• _Your goal_
For each line of the listing that includes the word "towel", show the whole line.

++++

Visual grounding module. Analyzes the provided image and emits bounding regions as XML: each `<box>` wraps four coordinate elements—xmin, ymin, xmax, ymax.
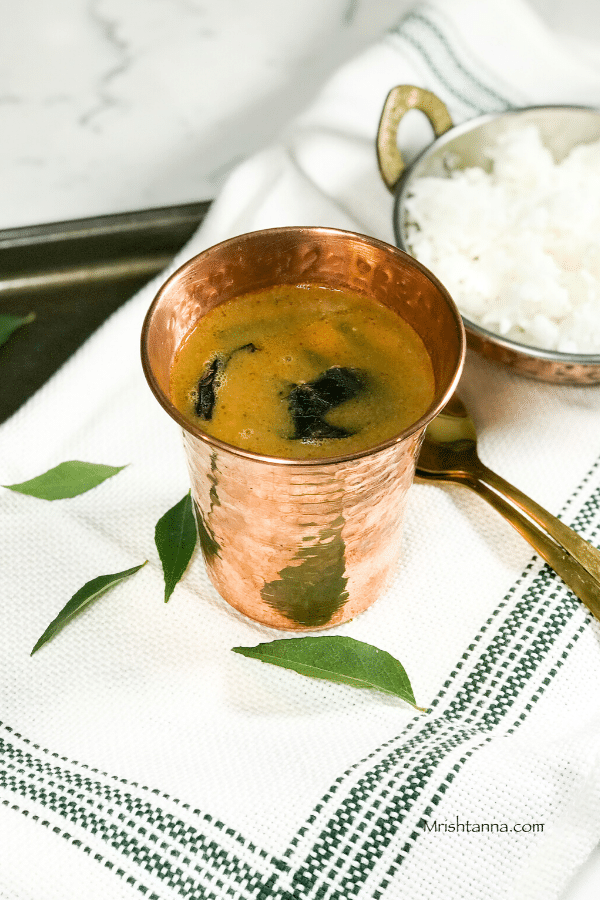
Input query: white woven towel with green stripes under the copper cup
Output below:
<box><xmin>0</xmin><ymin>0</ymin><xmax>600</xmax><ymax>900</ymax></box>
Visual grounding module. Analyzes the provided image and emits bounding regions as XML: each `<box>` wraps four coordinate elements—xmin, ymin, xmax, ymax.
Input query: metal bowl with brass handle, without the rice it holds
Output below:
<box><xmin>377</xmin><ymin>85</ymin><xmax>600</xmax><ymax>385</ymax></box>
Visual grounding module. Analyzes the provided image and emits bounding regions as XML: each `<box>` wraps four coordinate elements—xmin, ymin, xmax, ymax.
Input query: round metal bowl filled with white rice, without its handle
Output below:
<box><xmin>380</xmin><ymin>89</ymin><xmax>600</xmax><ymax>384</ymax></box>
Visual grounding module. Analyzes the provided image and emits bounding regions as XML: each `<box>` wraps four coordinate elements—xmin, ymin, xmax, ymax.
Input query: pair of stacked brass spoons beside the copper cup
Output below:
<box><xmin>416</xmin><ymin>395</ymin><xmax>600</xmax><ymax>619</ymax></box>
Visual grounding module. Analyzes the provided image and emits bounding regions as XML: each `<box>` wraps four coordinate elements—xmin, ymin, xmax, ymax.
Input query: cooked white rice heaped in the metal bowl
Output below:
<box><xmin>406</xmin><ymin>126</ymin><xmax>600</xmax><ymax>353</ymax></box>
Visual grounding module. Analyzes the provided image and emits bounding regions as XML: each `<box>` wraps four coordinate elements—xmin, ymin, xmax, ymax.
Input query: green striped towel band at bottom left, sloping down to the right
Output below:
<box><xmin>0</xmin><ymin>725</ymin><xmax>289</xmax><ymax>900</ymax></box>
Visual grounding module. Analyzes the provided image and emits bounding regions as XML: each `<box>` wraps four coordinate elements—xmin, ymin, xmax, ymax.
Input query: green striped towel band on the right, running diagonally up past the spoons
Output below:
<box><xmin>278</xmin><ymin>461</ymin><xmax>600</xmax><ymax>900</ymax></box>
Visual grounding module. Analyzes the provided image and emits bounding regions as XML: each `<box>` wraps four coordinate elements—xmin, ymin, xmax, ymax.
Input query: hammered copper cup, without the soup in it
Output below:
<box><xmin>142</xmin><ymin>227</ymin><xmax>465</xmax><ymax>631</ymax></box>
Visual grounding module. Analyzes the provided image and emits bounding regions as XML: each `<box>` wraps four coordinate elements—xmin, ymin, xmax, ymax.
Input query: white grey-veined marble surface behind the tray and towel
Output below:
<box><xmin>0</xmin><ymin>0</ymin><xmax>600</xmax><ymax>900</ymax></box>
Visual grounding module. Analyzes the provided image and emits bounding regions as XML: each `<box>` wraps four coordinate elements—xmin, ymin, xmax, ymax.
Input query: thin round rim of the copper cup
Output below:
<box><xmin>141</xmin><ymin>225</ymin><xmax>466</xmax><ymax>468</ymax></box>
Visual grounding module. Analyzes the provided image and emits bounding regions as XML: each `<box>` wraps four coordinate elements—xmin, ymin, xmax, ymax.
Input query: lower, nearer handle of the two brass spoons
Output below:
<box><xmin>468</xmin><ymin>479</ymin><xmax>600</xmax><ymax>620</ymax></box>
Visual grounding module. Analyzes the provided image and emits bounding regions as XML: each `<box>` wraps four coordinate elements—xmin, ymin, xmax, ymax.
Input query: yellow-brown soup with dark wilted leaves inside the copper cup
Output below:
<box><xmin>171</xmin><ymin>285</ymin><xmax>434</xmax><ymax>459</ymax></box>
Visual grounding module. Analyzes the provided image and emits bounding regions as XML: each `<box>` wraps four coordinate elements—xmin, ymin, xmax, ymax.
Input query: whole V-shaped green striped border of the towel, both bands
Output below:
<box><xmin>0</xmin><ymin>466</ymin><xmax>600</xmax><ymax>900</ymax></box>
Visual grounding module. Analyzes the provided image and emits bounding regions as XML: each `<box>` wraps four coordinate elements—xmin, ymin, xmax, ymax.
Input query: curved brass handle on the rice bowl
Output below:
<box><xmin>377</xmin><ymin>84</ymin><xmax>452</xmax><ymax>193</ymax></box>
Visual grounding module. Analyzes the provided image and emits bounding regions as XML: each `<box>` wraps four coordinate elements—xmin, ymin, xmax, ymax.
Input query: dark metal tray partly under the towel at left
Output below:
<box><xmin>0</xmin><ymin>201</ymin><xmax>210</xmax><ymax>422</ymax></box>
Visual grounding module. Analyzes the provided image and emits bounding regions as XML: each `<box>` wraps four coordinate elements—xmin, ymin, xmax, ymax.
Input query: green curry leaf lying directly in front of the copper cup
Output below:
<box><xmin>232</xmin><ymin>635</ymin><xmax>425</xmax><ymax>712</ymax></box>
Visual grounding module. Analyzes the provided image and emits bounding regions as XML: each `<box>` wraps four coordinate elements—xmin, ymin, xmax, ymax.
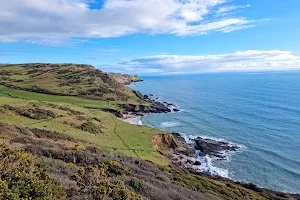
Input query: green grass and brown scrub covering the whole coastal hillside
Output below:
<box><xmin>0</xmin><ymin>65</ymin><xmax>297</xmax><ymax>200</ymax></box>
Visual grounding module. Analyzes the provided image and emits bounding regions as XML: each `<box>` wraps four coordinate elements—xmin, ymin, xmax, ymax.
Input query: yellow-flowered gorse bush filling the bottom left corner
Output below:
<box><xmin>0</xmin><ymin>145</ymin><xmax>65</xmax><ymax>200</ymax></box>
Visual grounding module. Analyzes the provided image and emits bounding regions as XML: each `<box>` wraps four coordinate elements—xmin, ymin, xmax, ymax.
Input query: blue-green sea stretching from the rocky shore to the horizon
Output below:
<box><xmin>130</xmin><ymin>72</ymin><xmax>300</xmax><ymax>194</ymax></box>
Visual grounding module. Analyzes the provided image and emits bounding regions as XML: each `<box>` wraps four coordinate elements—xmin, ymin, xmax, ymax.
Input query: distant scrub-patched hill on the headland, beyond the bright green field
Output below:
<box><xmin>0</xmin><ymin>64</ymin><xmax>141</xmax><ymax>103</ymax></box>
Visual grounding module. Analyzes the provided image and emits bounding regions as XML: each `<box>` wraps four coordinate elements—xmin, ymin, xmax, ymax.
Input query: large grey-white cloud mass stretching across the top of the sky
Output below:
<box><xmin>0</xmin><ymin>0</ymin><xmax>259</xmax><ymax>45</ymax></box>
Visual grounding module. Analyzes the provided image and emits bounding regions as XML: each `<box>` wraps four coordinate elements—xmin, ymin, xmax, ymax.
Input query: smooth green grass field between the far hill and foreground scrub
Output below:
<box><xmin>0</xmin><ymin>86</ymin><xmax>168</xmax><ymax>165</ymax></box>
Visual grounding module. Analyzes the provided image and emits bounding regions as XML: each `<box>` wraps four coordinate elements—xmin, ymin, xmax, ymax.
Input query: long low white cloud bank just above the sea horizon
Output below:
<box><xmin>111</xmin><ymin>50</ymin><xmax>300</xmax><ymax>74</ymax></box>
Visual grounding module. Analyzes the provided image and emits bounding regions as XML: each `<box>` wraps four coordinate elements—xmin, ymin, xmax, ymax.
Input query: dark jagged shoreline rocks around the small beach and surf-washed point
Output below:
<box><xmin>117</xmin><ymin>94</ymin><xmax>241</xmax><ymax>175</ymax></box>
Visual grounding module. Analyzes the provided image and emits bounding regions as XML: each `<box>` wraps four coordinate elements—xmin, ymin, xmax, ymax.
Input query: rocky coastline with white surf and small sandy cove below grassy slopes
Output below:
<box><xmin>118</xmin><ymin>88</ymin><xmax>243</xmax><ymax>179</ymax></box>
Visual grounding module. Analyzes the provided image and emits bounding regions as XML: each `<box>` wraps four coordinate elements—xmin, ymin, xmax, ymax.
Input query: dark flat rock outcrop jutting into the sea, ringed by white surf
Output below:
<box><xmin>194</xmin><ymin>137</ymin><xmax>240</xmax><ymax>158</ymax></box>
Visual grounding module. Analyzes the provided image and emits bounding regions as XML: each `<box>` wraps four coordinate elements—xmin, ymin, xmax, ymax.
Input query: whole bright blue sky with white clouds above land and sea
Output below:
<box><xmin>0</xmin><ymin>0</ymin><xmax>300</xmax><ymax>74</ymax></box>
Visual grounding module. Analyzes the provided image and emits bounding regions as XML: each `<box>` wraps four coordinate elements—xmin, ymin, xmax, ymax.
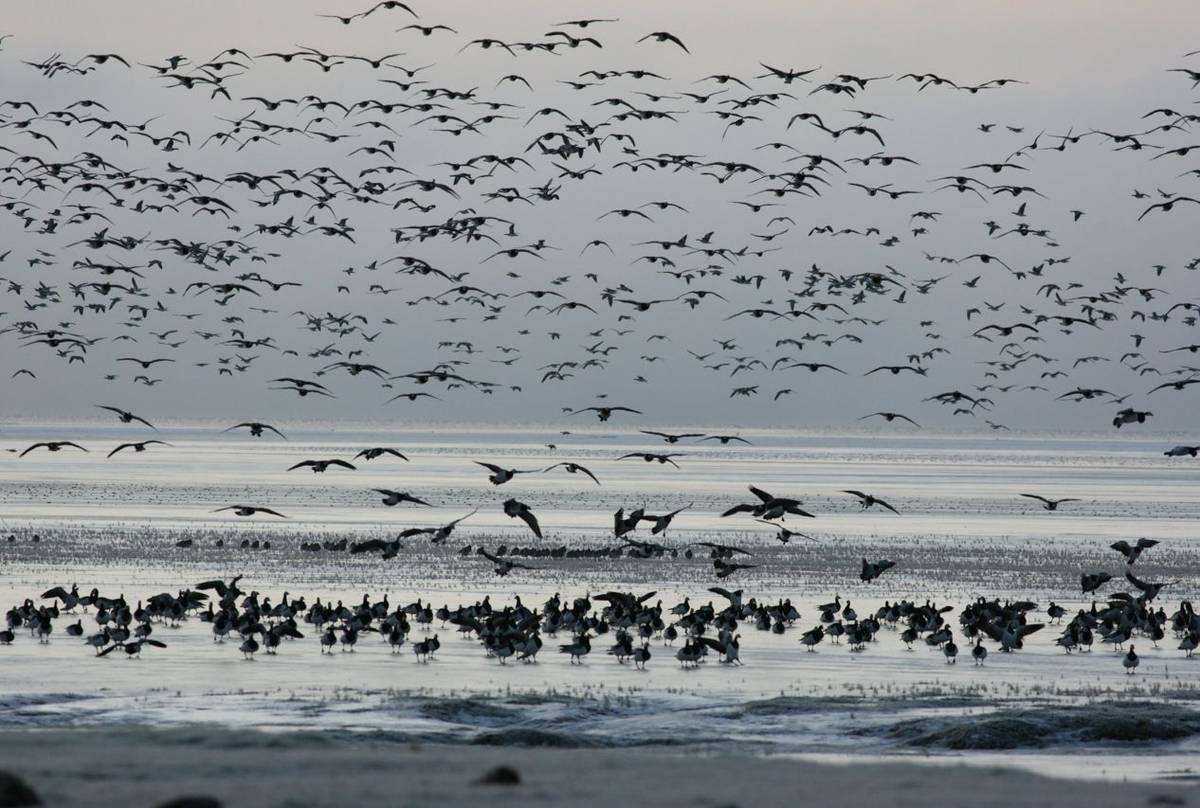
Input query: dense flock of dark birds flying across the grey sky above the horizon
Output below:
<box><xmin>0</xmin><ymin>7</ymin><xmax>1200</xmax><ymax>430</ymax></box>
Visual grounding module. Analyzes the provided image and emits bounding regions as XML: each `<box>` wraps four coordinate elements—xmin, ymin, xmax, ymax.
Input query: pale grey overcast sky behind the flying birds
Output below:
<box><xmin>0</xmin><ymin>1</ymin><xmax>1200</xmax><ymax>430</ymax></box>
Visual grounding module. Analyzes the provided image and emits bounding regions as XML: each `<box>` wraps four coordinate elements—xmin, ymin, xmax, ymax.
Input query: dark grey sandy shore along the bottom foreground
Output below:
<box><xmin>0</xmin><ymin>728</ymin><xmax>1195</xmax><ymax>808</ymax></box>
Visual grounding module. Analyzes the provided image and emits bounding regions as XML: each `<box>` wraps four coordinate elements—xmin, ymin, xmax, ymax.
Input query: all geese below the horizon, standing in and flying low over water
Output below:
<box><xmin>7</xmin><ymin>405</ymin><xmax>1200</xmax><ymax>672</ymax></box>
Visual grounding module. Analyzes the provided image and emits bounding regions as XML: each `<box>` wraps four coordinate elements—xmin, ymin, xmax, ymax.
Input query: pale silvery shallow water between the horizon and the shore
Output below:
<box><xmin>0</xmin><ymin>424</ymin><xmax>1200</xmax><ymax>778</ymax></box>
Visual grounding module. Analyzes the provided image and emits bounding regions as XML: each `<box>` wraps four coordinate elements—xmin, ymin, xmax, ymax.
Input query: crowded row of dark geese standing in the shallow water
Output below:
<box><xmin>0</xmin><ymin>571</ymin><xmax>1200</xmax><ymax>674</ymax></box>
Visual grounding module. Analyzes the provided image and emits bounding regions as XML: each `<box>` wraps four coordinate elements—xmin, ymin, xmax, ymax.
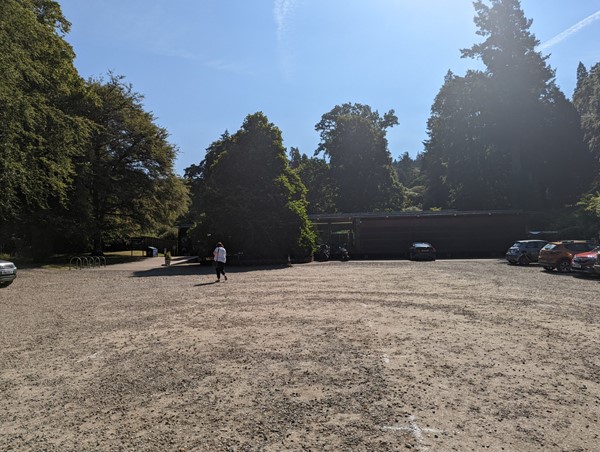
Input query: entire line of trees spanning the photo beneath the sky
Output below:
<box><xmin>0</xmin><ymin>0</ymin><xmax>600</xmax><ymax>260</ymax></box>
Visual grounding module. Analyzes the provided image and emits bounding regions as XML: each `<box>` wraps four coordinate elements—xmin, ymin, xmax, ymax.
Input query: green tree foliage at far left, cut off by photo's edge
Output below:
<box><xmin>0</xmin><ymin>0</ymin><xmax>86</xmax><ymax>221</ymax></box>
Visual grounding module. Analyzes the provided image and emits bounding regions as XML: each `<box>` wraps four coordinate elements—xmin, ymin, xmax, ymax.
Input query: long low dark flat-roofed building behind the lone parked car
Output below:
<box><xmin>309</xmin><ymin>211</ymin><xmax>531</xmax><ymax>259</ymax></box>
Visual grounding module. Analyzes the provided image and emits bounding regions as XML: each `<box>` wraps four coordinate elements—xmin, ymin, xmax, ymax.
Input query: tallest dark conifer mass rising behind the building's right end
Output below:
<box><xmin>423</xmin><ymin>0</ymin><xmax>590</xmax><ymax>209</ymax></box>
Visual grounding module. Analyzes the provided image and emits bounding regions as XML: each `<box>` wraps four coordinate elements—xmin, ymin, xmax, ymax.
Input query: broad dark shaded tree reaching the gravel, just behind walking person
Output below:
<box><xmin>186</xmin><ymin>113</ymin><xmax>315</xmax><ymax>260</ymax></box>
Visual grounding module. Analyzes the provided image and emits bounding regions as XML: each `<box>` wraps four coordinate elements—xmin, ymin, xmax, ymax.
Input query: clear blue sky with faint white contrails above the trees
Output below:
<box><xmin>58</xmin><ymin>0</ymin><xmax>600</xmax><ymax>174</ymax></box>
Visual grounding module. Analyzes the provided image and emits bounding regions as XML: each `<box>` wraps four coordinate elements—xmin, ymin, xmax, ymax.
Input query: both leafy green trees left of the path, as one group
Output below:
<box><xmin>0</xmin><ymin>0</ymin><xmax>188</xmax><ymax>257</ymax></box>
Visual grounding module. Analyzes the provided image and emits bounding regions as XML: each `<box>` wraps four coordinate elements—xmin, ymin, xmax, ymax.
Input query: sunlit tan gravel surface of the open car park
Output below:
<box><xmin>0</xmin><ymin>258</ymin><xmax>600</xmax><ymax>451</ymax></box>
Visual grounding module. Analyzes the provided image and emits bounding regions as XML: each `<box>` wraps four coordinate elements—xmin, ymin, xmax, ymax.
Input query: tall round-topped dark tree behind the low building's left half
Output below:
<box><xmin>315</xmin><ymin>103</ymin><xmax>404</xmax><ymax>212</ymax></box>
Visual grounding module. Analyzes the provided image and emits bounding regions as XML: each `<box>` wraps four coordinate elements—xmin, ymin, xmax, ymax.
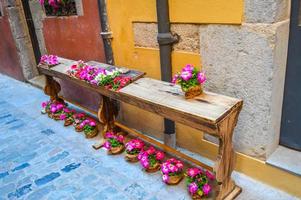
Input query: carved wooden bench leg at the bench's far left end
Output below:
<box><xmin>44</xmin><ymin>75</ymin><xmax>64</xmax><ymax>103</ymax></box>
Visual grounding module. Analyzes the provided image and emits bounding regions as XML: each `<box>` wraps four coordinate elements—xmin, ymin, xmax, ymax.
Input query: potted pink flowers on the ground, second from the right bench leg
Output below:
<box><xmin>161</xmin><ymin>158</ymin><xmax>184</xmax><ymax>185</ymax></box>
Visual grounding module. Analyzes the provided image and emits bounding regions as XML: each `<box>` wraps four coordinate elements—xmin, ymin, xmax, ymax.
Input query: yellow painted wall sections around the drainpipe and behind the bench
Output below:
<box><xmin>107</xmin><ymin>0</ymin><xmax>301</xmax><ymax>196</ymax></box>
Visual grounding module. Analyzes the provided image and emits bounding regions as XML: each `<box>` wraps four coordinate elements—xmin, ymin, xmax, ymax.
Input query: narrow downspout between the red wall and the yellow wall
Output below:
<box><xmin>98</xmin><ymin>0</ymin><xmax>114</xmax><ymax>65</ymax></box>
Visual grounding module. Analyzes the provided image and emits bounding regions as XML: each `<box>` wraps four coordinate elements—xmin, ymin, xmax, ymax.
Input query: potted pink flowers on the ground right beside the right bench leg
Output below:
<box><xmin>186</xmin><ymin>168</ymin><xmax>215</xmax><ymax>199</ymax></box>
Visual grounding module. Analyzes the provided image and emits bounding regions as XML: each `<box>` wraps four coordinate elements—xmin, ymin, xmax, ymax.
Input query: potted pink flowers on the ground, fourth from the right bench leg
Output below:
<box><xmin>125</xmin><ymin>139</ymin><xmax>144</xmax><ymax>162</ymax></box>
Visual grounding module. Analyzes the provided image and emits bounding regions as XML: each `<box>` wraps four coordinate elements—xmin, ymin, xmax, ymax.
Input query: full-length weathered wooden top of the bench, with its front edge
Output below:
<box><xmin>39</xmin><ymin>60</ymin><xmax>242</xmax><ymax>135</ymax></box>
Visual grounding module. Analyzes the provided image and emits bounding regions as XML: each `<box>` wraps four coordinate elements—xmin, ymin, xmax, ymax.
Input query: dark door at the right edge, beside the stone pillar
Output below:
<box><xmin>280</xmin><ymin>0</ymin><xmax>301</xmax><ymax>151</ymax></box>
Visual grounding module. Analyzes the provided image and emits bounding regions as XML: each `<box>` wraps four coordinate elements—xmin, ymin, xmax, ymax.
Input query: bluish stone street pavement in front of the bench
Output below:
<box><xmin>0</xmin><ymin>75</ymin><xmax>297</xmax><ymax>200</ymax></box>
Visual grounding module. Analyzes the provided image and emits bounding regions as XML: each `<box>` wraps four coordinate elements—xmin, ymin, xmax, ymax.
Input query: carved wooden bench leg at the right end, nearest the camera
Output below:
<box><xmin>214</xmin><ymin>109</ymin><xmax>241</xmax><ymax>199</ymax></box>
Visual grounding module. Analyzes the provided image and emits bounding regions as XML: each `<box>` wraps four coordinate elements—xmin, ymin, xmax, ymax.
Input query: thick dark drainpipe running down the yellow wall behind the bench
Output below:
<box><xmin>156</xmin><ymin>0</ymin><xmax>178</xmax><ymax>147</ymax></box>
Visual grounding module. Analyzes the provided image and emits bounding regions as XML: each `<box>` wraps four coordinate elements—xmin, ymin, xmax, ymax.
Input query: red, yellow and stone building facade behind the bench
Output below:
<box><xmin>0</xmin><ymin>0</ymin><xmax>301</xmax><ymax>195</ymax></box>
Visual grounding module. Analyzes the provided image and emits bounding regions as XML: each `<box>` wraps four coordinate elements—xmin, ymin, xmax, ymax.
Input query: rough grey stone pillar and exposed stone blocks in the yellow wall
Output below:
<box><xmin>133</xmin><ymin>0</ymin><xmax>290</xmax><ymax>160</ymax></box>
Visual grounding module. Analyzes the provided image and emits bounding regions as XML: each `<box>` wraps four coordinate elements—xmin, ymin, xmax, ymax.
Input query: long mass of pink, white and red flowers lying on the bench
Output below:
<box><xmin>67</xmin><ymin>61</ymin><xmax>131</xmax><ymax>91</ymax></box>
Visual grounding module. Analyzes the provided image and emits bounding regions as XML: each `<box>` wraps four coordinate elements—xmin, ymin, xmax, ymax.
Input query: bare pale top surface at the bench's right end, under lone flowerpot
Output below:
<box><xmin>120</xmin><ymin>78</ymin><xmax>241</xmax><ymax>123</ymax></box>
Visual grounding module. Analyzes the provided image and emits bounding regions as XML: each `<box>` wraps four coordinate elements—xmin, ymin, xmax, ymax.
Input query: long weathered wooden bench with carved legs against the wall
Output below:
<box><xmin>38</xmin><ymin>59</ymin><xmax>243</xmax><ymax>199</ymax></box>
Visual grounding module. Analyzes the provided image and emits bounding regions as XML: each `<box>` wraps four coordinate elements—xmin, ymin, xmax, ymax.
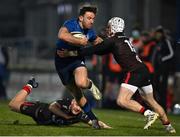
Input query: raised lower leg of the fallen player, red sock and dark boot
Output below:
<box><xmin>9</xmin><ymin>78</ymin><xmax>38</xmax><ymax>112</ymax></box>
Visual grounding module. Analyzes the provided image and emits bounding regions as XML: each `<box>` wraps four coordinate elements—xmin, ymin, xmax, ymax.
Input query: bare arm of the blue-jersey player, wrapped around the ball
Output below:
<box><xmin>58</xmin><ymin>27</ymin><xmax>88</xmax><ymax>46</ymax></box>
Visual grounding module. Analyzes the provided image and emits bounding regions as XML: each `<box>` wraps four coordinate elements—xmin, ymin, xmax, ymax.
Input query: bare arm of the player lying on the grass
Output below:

++++

• _Written response_
Input query: white woven towel with green stripes under the copper cup
Input query: green striped towel band at bottom left, sloping down to the right
Input query: green striped towel band on the right, running diagonally up past the spoons
Input query: white grey-veined marble surface behind the tray and towel
Input query: whole V-shaped green striped border of the towel, both bands
Input query: dark metal tray partly under the towel at left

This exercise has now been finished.